Exercise brief |
Update the records below by replacing "airplane" with "aircraft" everywhere it appears, keeping every other line unchanged. Leave the pictures out of your answer.

Records shown |
===

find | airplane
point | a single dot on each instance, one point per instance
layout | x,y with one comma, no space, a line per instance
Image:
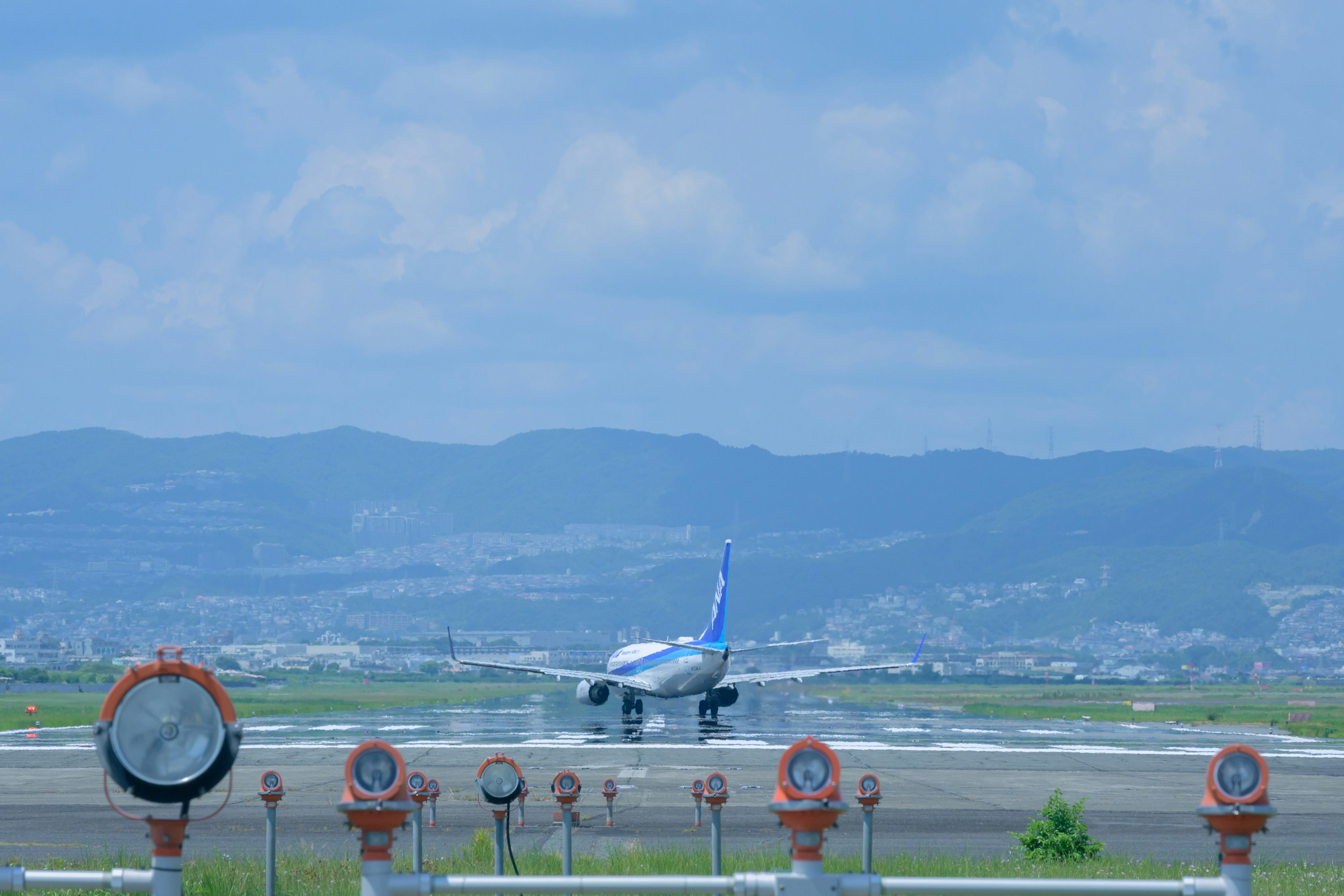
680,668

===

Output for this exercise |
find | aircraft
point | a single dot on each instance, one point per instance
layout | x,y with one comma, no space, a line per instance
Image:
680,668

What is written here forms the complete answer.